[Ejercicio] Cuenta cuántas líneas de las filas contienen la palabra "outside". Responde solo con el número.

[Filas de datos]
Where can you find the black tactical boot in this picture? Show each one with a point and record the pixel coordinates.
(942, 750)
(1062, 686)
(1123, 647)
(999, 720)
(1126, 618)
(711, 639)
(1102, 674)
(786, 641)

...

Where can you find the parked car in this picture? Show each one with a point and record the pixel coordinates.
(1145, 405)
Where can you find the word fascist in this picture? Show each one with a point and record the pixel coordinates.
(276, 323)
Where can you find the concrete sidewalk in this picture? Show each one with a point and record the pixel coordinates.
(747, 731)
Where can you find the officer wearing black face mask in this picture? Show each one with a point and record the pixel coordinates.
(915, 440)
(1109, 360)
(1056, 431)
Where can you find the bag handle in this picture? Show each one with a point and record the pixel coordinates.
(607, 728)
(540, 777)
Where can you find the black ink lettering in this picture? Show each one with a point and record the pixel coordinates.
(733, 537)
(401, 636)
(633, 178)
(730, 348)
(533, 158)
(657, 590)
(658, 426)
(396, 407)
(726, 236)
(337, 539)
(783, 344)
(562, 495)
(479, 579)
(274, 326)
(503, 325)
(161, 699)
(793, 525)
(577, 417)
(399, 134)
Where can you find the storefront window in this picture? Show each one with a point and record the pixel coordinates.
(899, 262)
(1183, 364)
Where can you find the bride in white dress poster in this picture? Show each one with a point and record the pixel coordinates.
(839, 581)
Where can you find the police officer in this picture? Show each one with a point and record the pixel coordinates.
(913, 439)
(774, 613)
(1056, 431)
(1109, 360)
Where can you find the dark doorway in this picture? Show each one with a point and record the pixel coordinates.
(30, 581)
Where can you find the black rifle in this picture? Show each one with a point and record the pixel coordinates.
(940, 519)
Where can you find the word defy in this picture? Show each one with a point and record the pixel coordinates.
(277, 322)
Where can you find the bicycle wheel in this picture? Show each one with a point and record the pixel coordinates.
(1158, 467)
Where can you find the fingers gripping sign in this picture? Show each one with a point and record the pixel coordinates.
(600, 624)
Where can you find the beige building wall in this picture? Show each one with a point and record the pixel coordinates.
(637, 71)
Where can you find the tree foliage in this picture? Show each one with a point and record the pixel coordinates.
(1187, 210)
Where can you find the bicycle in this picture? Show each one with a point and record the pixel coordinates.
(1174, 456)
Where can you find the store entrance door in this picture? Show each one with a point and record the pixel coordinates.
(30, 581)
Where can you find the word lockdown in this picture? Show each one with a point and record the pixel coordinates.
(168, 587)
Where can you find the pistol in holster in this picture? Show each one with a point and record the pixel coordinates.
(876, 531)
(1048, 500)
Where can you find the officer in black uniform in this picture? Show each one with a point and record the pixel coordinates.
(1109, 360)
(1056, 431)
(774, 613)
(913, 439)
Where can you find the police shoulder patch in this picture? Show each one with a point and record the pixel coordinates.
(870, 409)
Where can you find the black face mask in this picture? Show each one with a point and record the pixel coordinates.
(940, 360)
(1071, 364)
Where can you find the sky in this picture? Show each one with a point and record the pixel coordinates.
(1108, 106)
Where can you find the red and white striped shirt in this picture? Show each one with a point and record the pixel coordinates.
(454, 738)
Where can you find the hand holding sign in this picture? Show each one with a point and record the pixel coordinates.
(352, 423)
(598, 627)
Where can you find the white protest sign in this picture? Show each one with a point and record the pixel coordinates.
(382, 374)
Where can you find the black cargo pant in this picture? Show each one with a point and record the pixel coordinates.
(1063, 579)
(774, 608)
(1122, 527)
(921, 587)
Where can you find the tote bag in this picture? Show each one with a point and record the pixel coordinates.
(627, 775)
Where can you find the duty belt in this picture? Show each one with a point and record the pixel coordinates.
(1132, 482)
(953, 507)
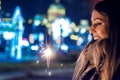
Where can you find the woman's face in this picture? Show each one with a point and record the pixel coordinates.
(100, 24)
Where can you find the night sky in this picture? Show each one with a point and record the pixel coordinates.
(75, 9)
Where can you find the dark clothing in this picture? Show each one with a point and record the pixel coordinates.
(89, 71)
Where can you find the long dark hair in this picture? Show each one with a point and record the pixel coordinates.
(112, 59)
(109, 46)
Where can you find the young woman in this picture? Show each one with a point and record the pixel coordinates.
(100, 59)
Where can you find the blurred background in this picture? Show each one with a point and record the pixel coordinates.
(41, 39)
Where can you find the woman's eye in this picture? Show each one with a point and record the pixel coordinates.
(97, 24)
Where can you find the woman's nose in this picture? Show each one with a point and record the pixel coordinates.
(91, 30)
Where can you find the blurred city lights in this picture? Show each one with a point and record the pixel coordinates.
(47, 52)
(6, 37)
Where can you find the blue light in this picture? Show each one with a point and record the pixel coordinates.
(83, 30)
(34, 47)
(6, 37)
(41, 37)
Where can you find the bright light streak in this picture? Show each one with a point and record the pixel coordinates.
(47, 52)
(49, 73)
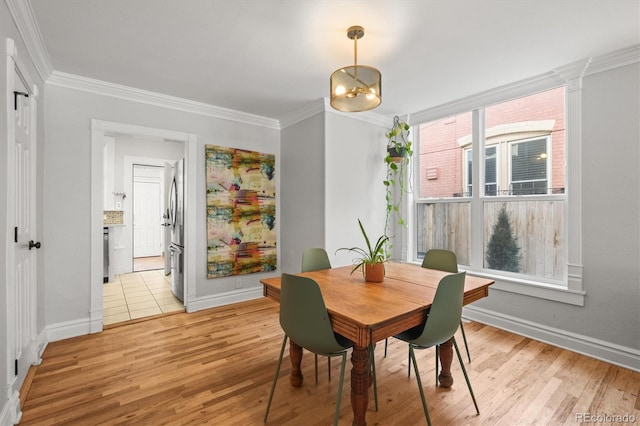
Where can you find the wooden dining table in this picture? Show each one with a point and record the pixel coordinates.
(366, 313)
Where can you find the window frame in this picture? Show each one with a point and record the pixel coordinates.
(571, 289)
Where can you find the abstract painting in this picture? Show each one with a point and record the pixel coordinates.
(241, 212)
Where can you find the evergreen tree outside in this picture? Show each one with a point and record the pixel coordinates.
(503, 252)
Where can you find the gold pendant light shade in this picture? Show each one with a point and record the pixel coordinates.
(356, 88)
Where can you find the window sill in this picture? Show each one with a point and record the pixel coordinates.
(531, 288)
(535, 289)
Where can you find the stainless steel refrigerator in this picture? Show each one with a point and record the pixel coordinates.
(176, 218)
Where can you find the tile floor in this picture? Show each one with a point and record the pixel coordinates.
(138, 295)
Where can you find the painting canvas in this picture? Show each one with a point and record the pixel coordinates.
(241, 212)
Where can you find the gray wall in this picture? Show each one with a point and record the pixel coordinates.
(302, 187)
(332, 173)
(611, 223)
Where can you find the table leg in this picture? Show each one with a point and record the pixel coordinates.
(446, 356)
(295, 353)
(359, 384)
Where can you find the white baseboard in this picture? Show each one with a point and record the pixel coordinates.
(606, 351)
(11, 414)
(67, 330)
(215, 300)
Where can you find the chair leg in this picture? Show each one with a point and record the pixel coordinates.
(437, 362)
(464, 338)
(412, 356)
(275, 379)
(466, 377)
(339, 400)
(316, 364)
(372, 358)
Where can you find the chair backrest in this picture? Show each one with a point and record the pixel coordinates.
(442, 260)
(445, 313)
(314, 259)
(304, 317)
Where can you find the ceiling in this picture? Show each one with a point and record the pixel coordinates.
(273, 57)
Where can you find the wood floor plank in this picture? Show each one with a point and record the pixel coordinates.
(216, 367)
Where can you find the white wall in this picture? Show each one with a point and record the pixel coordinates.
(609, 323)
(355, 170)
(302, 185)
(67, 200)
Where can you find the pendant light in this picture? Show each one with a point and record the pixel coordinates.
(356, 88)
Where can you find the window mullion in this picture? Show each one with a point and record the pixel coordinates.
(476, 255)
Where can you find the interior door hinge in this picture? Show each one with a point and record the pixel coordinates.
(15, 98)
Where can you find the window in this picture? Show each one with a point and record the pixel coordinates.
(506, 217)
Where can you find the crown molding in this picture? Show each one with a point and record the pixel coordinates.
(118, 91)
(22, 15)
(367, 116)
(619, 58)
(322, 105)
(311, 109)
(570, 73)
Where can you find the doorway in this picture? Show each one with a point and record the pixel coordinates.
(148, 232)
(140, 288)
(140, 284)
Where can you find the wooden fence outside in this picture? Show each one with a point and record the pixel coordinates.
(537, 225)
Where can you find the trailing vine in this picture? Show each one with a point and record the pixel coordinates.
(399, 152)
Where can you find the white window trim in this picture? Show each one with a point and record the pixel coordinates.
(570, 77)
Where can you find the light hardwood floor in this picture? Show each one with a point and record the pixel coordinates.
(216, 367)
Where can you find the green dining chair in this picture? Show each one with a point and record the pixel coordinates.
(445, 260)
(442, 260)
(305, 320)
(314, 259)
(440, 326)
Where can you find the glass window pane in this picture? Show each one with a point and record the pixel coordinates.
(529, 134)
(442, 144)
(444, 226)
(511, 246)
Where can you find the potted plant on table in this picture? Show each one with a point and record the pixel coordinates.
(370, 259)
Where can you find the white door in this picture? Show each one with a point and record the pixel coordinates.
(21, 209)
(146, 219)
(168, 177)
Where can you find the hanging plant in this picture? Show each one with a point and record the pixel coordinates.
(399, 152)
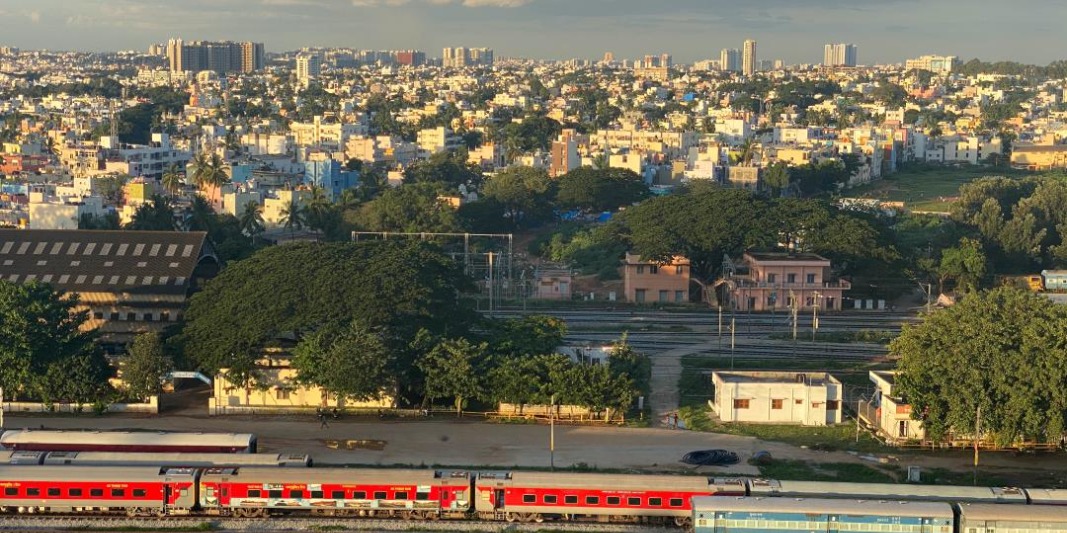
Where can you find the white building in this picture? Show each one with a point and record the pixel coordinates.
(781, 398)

---

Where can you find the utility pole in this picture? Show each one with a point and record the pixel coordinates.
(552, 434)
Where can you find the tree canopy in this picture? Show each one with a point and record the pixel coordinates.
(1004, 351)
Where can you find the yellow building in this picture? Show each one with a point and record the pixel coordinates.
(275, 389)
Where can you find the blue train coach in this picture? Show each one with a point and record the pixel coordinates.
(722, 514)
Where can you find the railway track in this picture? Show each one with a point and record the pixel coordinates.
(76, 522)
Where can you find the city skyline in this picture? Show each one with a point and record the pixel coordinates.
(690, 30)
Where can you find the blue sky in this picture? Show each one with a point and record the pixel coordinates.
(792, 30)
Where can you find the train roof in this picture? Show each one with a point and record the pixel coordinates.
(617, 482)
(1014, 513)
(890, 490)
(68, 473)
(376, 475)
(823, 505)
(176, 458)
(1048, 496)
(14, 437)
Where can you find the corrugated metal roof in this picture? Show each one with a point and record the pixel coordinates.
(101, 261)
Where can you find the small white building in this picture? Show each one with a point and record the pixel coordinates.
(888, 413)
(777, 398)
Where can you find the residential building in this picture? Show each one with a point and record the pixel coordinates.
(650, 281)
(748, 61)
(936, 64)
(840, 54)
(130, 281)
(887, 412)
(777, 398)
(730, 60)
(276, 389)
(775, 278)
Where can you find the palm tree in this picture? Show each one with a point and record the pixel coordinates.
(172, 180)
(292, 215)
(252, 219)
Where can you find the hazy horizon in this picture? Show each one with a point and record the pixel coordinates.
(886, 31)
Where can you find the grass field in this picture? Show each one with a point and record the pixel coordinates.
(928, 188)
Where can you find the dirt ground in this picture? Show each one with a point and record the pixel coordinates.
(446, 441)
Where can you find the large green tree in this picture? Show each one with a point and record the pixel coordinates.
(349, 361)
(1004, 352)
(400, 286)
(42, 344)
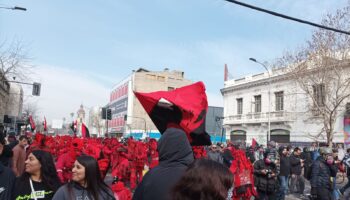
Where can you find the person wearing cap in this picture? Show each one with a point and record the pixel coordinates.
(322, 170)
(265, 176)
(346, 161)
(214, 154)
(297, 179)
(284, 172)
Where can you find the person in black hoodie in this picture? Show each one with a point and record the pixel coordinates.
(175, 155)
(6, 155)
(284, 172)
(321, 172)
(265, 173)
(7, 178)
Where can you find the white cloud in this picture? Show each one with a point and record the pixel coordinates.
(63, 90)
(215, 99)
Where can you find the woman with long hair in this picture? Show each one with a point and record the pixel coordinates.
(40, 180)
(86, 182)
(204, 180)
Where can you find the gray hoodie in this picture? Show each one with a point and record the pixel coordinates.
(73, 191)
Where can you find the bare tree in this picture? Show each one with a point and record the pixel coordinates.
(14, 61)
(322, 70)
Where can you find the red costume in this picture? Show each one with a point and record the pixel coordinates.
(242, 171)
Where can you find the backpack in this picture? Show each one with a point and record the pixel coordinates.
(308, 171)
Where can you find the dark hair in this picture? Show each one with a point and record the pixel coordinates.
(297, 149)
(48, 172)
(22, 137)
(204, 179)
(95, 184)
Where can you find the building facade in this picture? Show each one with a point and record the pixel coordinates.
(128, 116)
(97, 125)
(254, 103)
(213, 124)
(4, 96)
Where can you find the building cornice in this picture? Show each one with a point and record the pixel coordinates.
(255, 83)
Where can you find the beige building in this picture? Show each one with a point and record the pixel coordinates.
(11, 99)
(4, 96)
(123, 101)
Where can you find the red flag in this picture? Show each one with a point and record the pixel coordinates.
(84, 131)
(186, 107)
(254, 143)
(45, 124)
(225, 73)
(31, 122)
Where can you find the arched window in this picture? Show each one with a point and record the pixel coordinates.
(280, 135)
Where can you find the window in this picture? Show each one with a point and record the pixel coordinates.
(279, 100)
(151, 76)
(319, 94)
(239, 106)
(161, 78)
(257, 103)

[Resultado final] 2